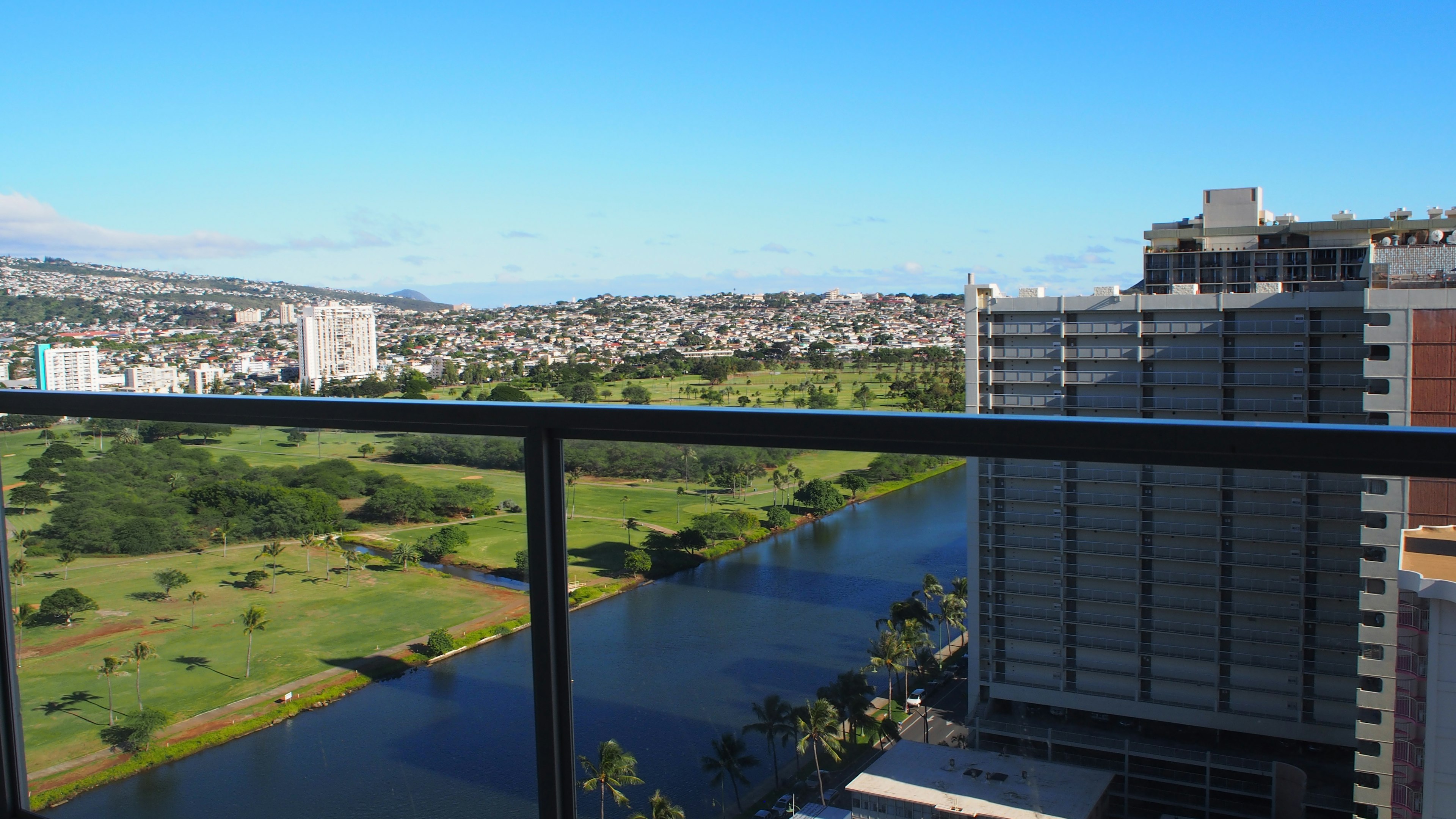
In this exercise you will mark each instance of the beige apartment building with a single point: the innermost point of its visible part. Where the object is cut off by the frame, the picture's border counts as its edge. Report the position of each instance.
(1238, 602)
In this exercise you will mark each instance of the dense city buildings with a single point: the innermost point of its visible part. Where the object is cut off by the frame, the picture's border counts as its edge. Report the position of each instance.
(1238, 602)
(337, 342)
(66, 368)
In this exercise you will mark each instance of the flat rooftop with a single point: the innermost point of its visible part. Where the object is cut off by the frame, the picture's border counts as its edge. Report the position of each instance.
(983, 783)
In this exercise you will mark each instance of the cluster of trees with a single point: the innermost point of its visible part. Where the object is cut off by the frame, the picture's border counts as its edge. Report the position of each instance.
(168, 496)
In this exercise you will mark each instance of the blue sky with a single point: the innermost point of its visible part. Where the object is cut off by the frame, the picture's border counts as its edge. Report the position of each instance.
(539, 151)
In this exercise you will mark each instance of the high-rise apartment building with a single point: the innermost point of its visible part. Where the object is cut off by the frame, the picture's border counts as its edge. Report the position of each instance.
(337, 342)
(1232, 602)
(151, 380)
(67, 368)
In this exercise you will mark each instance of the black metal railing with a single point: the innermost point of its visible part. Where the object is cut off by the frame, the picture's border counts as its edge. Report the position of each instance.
(1381, 451)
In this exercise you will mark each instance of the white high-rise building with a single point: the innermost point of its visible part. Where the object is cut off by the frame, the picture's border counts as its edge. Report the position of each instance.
(337, 342)
(67, 368)
(1251, 610)
(151, 380)
(203, 378)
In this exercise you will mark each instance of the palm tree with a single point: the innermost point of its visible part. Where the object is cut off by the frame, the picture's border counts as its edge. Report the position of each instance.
(254, 620)
(662, 808)
(142, 652)
(222, 532)
(615, 769)
(66, 560)
(306, 543)
(728, 763)
(851, 694)
(351, 559)
(331, 544)
(819, 731)
(273, 550)
(887, 652)
(193, 598)
(108, 668)
(775, 723)
(407, 553)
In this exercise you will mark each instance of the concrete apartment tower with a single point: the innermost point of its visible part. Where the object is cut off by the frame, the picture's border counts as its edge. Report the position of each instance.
(67, 368)
(1244, 618)
(336, 342)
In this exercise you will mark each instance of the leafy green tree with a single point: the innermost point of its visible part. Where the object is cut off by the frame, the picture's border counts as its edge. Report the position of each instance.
(18, 569)
(637, 394)
(854, 483)
(660, 808)
(171, 579)
(404, 554)
(254, 620)
(637, 562)
(780, 518)
(613, 770)
(851, 693)
(728, 763)
(274, 551)
(66, 602)
(30, 494)
(107, 670)
(66, 560)
(819, 729)
(194, 596)
(140, 652)
(439, 643)
(820, 497)
(775, 722)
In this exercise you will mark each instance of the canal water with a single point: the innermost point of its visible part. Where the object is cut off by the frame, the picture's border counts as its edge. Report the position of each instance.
(663, 670)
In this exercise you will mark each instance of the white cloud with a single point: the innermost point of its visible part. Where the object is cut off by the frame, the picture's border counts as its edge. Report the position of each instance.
(31, 226)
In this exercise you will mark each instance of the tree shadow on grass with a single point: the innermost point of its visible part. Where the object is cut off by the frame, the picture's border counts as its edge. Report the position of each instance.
(200, 664)
(605, 556)
(373, 668)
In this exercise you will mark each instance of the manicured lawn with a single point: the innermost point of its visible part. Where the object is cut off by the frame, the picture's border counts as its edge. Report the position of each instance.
(315, 624)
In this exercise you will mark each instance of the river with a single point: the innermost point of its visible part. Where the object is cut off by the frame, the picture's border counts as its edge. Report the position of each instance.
(662, 670)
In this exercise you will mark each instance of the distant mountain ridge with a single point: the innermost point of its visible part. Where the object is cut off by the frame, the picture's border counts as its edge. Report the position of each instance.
(238, 292)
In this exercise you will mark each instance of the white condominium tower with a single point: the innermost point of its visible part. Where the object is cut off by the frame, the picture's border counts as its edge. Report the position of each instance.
(336, 342)
(67, 368)
(1250, 611)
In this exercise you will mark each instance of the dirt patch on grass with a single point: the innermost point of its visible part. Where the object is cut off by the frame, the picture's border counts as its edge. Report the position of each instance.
(73, 640)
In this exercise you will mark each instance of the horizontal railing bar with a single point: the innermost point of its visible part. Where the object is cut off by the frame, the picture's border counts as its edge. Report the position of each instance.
(1426, 452)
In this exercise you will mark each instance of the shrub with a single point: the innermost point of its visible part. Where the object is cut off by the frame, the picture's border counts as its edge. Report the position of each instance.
(780, 518)
(637, 394)
(637, 562)
(820, 497)
(66, 604)
(439, 643)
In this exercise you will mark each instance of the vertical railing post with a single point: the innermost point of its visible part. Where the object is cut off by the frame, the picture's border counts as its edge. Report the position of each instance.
(551, 642)
(12, 739)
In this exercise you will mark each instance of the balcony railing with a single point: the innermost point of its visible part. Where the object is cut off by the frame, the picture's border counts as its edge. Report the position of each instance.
(1343, 449)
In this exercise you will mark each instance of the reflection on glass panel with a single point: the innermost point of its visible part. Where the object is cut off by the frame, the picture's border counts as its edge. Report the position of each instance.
(232, 621)
(774, 577)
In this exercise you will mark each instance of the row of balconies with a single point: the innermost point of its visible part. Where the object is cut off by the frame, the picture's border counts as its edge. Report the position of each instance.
(1210, 327)
(1072, 378)
(1141, 353)
(1165, 477)
(1292, 406)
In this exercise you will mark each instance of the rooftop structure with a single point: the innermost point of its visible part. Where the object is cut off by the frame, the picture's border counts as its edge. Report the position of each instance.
(913, 779)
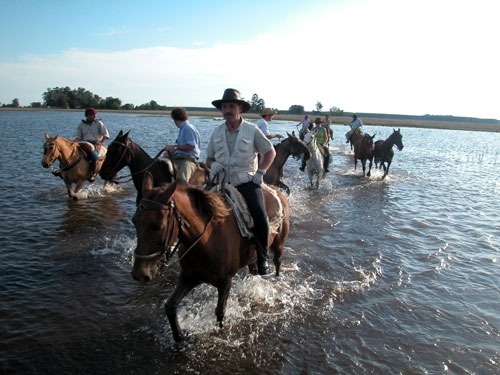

*EXERCISE GOAL*. Can you edit all of the lines above so that "innermost point" reads "most central point" throughout, keeping everything else the same and leaving the pictures out of your answer?

*TASK RESPONSE*.
In this exercise you will mark each instance of the beige apartment building with a single point: the most central point of its visible part. Where the object is cut off by the frame, the picture's border counts as its edge. Report the position of each instance.
(1238, 602)
In this exercise you will mark each instance of the dense city buildings with a single point: the most central point of its visible part. Where the object is cut off by the frame, the picture's border counts as its edge. Report the position of each instance.
(1238, 602)
(337, 342)
(66, 368)
In this exercise you will mark each instance of the flat rooftop with a single point: the most central point of its visible part. Where the object is cut off by the frame, the picture's border counts as its edge. Report the position of each instance.
(983, 783)
In this exercise you will mark each instance of the cluster of trees with a single point: the most central point of its visible part. Where the object is cut off by the frame, the picture's border counts as its edge. Report the position of each instance.
(168, 496)
In this exercise you will mark each instance of the blue sky with a single point: the most central point of its visible part. Where the object is cut off by the frame, the picture's border counts as its edge. Report the position of each instance.
(539, 151)
In this exercise you will mark each instance of the high-rise apartment building with a single point: the most central point of its visible part. Where the object is cut off by the frame, the picture's border counts as its edge. Report the position of each instance.
(337, 342)
(1232, 602)
(151, 380)
(67, 368)
In this exercise you will mark each instance of the black metal railing with a single point: the most central point of its visible part. Where the object is cut off by the frame, the picture's border counts as its edge. Report the position of each instance.
(1381, 451)
In this exercise you will mark each instance of the white high-rise building with a single point: the most central point of its visible part. Where the object is cut off by the frame, the picture's border counts as its edge. Report the position of each instance.
(337, 342)
(67, 368)
(1251, 610)
(151, 380)
(203, 378)
In this exercise you will mark each instance of the palm tree with a single point: the most central point of its visible part. Where the object is cut off by the frame, the picture's border counts as its edge. Report the position of each instance.
(254, 620)
(662, 808)
(142, 652)
(222, 532)
(615, 769)
(66, 560)
(306, 543)
(728, 763)
(851, 694)
(351, 559)
(331, 544)
(819, 731)
(273, 550)
(887, 652)
(193, 598)
(108, 668)
(775, 723)
(407, 553)
In this exercise you will mark each instance of the concrete apartment tower with a single point: the most central point of its visible part. Where the object is cut off by the frame, the picture's border counts as its edge. Report the position of each instance.
(67, 368)
(1244, 618)
(336, 342)
In this exercise you will mark each instance of the leafy green tree with a single point: the most central point of its visible part. Where the object is cut off by the frame, the picture's border counts as its edge. Report the position of each instance.
(18, 569)
(637, 394)
(854, 483)
(660, 808)
(171, 579)
(404, 554)
(254, 620)
(637, 562)
(780, 518)
(613, 770)
(851, 693)
(728, 763)
(274, 551)
(66, 602)
(30, 494)
(107, 670)
(66, 560)
(819, 729)
(194, 596)
(140, 652)
(439, 643)
(820, 497)
(775, 722)
In this exercise you will mark each instance of the canal water with a single point: the most central point of its visible part. Where the object is cut off by the frame, the picture's border counts as its edge. Report the position of each instance.
(663, 670)
In this exercise you will mark each instance of the white cloud with a single point: the most central point of its visible part. Where the object is cut off by the frame, the picture's border counts as its edge. Report the position of each instance.
(31, 226)
In this exercise you will mark each instance of the tree shadow on grass with a single point: the most central point of its visible part. Where the object is cut off by the frame, the picture's border counts as its edge. Report the position of each instance.
(200, 664)
(605, 556)
(373, 668)
In this exercise you will mark each instance of the manicured lawn with a single point: the most central point of its visible part. Where the object is cut off by the frame, the picture's border counts as its edge. Report the position of each instance.
(315, 624)
In this exercise you will mark each instance of the river with a single point: the most central point of its visible part. Where the object is cut off by the frame, the picture's border counts as its edge. Report the position of each instance.
(662, 670)
In this exercise you will mark each instance of the distant mountain ridge with a single point: the most central point of its visible part. Where the object is cut off by the frame, the picture's border counts as its edge. Report the position of each instance.
(238, 292)
In this exercise you will mark each instance of the white condominium tower with a single point: the most central point of its visible part. Where the object is cut off by the frame, the picture's border counts as its edge. Report the position of each instance.
(336, 342)
(67, 368)
(1250, 611)
In this exercise you will mark each instance of the dirt patch on grass with a single point: the most central point of its visible part. Where the object is cut off by the frame, the picture's border counts as its edge. Report the position of each instance.
(73, 640)
In this exercise you will mark each instance of the horizontal railing bar with a single point: the most central point of its visible part. Where the object is cut off by the frame, the picture's border counts as its edge. Report the position of each instance.
(1426, 452)
In this exercise you will mark each instance of the shrub with a single point: the most central point of its visible part. Where the object is cut off by the frame, the picture's border counts as its edge. Report the position of each instance.
(780, 518)
(637, 394)
(637, 562)
(820, 497)
(66, 604)
(439, 643)
In this exercise you will mark each instance of the vertical railing post with a single point: the most central point of its visible part. Where the object is cut off by the frame, the picture's border counts as its edge. Report the position of each instance.
(551, 642)
(12, 739)
In this exercise you will mark each instance of the balcony railing with a single point: the most central point of its visible part. Where the object is cut off by the frame, the picture's border counts as its edge. Report the position of each instance.
(1343, 449)
In this exercise you will mark each instance of the reflection on glass panel with a single point: the most central point of its visible part. Where the object is cut off by the frame, the picture's border counts as its edge. Report the position of each instance.
(232, 621)
(774, 577)
In this exercise you will mark each instance of the row of balconies with a single point: the most central point of its visible part. Where the object is cut off by the frame, the picture's border counts as its edge. Report the position of each instance.
(1210, 327)
(1072, 378)
(1141, 353)
(1165, 477)
(1292, 406)
In this exercise you will mark each instance of the rooftop structure with a single point: the most central point of its visible part. Where the object is cut off by the frame, the picture's border counts as its edge. Report the position of each instance.
(913, 779)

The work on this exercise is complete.